Il contributo è tratto da Storia della civiltà europea a cura di Umberto Eco, edizione in 75 ebook
Nel 1918 nasce la Repubblica Popolare Ungherese che, ispirata dall’esempio bolscevico, si trasforma nella Repubblica dei Consigli. Abbattuta la Repubblica dalla controrivoluzione, l’Ungheria diventa nel successivo ventennio uno Stato autoritario, alleato dell’Asse. Occupata dall’URSS nel 1945, vi si instaura un governo comunista, al quale gli Ungheresi cercano inutilmente di ribellarsi nel 1956. Nei decenni successivi si afferma un comunismo più riformista che non riesce, però, a risolvere i problemi economici del Paese. Dal 1989 la società ungherese diviene multipartitica e aperta al mercato.
La dissoluzione della duplice monarchia austro-ungarica porta, alla fine dell’ottobre 1918, alla proclamazione della Repubblica Popolare Ungherese e alla formazione di un governo di coalizione a netta prevalenza socialdemocratica, presieduto dal conte Mihaly Karolyi (1875-1955). I primi mesi della nuova repubblica sono convulsi e densi di problemi. Parte del territorio ungherese è occupato militarmente in attesa che le potenze vincitrici ne definiscano il futuro. Qualsiasi proposta di concedere un’ampia autonomia alle popolazioni non magiare viene respinta dalle stesse minoranze etniche che si appellano al diritto di autodeterminazione.

▸ Dati forniti
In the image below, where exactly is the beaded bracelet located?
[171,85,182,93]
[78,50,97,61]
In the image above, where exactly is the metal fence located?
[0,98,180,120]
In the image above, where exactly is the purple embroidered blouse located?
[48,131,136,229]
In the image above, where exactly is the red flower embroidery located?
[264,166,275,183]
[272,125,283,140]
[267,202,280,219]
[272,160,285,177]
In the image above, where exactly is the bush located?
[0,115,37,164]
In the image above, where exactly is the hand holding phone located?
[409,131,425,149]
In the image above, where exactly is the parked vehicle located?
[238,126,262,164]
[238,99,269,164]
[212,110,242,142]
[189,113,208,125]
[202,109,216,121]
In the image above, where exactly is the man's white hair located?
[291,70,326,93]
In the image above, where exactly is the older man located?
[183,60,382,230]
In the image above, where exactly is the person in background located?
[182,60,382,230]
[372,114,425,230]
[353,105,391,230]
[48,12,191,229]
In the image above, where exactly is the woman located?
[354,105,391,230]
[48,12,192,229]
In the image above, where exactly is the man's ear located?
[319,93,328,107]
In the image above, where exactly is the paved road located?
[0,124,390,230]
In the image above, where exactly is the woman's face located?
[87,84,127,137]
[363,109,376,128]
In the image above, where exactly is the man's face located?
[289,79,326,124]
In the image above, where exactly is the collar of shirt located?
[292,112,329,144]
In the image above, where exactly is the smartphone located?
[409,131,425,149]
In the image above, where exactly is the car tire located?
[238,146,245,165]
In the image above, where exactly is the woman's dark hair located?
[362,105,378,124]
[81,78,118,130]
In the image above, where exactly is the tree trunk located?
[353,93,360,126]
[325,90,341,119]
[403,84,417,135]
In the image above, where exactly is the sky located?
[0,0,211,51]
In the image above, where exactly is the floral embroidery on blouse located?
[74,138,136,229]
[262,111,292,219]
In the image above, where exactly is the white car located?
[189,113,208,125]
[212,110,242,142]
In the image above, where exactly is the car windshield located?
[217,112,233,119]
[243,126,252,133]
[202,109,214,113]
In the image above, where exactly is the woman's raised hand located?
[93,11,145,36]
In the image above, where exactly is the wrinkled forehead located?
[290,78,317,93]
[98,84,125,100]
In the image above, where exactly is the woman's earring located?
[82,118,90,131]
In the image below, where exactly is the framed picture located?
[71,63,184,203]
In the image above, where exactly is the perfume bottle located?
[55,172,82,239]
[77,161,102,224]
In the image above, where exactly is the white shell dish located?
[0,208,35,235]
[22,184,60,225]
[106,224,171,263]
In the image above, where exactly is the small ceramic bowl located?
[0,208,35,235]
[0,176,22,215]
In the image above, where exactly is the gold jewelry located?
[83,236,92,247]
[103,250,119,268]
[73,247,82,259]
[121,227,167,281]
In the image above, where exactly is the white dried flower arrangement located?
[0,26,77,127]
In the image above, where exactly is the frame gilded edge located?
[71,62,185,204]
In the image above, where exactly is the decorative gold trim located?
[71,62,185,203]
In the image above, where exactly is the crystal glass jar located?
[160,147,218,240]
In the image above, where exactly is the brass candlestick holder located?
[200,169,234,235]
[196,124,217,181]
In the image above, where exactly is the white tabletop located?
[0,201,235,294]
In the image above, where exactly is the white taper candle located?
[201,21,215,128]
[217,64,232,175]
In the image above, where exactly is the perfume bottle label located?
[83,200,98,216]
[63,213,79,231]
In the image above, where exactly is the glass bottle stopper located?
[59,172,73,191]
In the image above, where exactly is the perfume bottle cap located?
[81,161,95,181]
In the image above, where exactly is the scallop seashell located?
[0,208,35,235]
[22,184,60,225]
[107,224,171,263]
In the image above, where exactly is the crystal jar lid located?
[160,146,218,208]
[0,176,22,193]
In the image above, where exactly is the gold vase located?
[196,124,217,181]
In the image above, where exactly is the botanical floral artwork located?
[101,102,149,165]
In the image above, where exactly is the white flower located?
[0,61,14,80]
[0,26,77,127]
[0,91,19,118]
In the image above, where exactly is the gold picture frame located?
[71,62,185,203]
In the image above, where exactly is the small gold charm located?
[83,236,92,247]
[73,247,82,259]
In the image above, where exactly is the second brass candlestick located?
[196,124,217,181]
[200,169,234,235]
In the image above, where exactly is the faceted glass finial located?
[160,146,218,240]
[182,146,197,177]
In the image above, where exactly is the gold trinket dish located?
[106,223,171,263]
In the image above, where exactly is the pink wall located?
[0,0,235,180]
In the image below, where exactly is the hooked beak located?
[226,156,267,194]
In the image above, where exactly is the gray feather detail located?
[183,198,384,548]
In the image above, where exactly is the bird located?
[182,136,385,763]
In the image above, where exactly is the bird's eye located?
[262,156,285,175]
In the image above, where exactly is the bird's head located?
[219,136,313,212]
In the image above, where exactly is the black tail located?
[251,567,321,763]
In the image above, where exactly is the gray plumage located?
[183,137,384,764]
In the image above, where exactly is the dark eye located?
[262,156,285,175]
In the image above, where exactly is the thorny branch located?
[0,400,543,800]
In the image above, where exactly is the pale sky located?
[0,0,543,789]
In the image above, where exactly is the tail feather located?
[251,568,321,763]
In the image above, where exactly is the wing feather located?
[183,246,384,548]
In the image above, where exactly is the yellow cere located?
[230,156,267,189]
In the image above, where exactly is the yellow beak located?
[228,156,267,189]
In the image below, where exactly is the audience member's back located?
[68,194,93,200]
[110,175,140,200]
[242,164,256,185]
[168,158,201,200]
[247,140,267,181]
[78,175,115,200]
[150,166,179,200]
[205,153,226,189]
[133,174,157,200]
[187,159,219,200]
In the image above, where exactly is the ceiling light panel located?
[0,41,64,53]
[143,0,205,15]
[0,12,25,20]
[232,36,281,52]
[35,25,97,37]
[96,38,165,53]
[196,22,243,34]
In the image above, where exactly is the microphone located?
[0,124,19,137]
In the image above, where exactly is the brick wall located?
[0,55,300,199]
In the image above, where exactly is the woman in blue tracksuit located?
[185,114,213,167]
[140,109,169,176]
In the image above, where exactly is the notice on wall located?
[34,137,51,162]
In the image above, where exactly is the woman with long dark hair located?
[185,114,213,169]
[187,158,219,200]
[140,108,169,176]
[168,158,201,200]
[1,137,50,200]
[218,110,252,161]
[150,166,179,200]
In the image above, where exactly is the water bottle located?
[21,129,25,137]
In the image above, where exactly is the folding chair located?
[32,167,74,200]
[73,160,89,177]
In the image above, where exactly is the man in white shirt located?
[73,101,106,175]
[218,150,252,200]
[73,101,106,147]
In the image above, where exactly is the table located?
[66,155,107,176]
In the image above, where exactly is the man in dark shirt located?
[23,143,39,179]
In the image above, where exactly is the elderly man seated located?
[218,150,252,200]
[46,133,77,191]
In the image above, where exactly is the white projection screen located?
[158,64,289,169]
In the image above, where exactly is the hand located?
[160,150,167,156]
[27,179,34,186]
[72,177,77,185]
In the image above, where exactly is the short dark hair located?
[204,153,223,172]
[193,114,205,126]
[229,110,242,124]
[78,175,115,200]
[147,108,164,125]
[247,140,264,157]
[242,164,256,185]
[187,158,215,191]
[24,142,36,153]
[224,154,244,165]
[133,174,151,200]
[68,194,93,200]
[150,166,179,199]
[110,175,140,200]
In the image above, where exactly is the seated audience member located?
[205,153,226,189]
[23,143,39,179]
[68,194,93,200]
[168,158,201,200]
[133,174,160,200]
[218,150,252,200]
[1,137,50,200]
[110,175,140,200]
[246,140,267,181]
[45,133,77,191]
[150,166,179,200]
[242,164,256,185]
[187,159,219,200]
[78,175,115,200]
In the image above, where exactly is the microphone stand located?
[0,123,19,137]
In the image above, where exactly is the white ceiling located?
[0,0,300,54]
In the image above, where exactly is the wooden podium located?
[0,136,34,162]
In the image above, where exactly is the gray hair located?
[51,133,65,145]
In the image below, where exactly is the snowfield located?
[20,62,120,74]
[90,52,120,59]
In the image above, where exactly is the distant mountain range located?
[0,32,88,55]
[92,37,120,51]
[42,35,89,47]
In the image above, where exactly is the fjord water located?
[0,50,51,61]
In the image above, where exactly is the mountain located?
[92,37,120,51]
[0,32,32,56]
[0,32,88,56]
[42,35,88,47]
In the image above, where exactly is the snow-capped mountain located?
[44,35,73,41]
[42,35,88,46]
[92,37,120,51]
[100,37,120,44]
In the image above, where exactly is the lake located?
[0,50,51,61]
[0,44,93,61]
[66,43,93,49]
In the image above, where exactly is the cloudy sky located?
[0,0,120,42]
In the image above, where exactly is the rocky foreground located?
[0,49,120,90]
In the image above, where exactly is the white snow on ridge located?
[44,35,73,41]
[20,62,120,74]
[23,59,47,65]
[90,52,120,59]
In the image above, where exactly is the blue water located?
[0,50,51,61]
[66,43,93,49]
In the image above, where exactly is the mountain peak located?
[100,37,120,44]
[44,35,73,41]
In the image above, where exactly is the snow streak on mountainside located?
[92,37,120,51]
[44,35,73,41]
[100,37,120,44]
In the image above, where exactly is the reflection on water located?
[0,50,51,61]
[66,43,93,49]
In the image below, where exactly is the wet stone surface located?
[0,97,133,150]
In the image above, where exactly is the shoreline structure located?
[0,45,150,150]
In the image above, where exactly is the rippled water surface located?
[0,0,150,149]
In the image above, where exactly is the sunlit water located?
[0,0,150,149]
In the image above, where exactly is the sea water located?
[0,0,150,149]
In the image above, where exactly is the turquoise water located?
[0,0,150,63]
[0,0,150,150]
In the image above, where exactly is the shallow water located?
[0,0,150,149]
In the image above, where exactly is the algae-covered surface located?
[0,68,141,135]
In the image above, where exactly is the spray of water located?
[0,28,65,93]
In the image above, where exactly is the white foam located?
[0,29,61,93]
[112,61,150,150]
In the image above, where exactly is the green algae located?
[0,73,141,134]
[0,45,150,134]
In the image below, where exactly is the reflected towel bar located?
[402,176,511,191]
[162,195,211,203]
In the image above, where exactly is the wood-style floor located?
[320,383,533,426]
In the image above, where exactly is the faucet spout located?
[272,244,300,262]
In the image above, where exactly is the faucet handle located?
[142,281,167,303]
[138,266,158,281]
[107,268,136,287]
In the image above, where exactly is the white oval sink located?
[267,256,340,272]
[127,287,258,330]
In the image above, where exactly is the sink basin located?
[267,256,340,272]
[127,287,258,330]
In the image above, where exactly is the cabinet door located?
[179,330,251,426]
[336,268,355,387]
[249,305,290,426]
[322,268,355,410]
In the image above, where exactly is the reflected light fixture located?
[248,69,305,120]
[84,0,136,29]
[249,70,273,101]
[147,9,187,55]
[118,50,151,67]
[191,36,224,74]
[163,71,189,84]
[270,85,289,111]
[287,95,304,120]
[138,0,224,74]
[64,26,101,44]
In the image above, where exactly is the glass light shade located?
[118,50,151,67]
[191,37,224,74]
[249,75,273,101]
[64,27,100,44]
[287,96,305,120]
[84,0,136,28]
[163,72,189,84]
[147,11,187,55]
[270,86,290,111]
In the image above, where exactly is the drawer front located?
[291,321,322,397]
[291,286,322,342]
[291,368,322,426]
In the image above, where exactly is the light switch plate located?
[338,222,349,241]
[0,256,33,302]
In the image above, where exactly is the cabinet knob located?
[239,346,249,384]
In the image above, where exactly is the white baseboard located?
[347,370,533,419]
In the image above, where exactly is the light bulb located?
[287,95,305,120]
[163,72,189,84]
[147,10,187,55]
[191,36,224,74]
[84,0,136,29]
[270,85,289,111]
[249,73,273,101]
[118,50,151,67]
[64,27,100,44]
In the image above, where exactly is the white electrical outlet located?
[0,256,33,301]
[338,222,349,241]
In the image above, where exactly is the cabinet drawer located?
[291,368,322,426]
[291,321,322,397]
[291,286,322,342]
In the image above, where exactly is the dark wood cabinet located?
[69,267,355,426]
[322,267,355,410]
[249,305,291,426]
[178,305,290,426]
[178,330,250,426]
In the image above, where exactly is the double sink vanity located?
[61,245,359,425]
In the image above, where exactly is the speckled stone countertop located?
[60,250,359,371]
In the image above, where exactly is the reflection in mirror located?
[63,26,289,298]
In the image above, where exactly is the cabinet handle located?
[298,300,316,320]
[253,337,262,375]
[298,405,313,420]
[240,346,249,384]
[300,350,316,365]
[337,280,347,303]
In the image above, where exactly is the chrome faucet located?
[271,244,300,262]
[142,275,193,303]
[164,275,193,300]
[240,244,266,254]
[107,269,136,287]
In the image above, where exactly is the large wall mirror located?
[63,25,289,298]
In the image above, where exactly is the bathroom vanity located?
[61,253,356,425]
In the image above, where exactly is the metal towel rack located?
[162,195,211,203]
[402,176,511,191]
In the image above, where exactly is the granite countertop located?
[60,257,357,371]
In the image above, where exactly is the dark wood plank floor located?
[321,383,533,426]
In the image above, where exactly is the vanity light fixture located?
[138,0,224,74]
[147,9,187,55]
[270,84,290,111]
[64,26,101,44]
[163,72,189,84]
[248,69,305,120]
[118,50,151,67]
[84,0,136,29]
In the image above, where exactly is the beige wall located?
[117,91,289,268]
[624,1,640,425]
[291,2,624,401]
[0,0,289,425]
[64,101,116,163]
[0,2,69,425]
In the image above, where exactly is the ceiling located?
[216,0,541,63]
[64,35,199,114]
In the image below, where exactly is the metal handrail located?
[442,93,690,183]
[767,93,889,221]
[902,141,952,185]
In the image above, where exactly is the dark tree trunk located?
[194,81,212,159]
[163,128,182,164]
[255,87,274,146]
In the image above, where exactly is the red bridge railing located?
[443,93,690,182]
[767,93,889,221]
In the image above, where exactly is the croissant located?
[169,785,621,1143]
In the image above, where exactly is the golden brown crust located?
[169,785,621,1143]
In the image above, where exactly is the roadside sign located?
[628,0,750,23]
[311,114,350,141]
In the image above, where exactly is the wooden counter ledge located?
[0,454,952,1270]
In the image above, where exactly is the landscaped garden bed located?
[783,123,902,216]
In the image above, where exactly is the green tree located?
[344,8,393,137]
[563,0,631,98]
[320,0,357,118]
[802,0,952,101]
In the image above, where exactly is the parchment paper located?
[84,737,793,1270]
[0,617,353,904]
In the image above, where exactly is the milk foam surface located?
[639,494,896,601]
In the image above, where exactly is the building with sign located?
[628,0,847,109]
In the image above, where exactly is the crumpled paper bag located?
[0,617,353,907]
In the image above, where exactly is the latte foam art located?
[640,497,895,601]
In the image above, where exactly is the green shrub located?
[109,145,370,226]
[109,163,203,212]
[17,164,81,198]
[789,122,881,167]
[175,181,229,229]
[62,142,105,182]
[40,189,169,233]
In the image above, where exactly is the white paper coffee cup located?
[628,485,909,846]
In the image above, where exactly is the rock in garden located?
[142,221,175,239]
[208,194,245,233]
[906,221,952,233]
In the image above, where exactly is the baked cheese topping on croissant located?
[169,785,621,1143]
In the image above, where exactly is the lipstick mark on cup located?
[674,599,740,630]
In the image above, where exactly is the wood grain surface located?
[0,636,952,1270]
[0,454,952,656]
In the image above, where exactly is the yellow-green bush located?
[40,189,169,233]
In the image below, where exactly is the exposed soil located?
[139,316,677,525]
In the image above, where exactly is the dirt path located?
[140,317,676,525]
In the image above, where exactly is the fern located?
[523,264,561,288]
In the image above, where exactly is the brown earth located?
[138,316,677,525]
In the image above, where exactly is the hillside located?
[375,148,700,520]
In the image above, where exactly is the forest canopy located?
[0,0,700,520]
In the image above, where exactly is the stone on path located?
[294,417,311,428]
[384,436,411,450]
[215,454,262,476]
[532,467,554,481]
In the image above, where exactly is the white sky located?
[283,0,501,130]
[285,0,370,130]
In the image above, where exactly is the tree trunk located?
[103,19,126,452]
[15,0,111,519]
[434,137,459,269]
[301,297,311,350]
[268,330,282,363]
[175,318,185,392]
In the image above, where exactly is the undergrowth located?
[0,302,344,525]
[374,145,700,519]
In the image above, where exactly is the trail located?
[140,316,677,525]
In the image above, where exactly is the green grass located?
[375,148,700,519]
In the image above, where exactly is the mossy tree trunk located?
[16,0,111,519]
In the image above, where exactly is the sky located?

▸ Attività da svolgere
1: Secondo il brano sull'Ungheria, perché le minoranze etniche respingono le proposte di concedere un'ampia autonomia alle popolazioni non magiare? Rispondi in una o due frasi.
2: Rispondi alle seguenti domande sul brano sull'Ungheria.
(a) Chi presiede il governo di coalizione formato alla fine dell'ottobre 1918?
(b) Da quale potenza è occupata l'Ungheria nel 1945?
(c) Da quale anno la società ungherese diviene multipartitica e aperta al mercato?
3: Prosegui il brano sull'Ungheria a partire dalla sua ultima frase.

▸ Risposte fornite
1: Le minoranze etniche respingono qualsiasi proposta di ampia autonomia perché si appellano al diritto di autodeterminazione.

2:
(a) Il conte Mihaly Karolyi.
(b) Dall'URSS.
(c) Dal 1989.

3:
Altro arduo problema è la riforma agraria: mentre le forze di sinistra sono favorevoli alla socializzazione della terra, i partiti borghesi vogliono limitarsi a una distribuzione della grande proprietà terriera. I braccianti, a loro volta, si orientano per la gestione cooperativa delle terre occupate e non si mostrano favorevoli alla soppressione delle grandi aziende, semmai a una diversa loro conduzione. I piccoli proprietari agrari sono duramente colpiti dalle requisizioni forzate. Nell’ambito industriale, le iniziative di socializzazione hanno esito disastroso. La gestione dei consigli operai provoca un crollo produttivo e i salari operai perdono potere d’acquisto. Per questi motivi cala il consenso nei confronti dei socialdemocratici.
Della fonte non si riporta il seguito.